What is expected:
Copy every row below line for line, without altering any wording. Omit the pictures from your copy.

[Shape labeling rows]

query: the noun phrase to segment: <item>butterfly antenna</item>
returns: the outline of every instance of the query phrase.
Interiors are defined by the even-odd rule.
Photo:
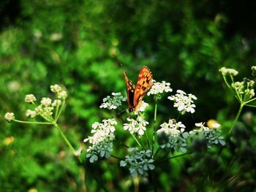
[[[124,110],[119,112],[116,115],[116,117],[119,116],[121,114],[122,114],[124,112],[125,112],[125,111],[127,110],[128,110],[128,108],[127,108],[127,109],[124,109]]]

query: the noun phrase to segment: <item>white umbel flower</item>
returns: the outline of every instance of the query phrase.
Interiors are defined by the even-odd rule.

Correct result:
query: the noun phrase to segment: <item>butterfly antenna</item>
returns: the outline of every instance of the query phrase.
Interiors are defined by the even-odd rule.
Photo:
[[[124,110],[119,112],[116,115],[116,117],[119,116],[121,114],[122,114],[124,112],[125,112],[125,111],[127,110],[128,110],[128,108],[127,108],[127,109],[124,109]]]

query: the noun phrase to segment: <item>white umbel flower</item>
returns: the outline of every instance of the query phrase.
Interiors are defined by the even-odd rule.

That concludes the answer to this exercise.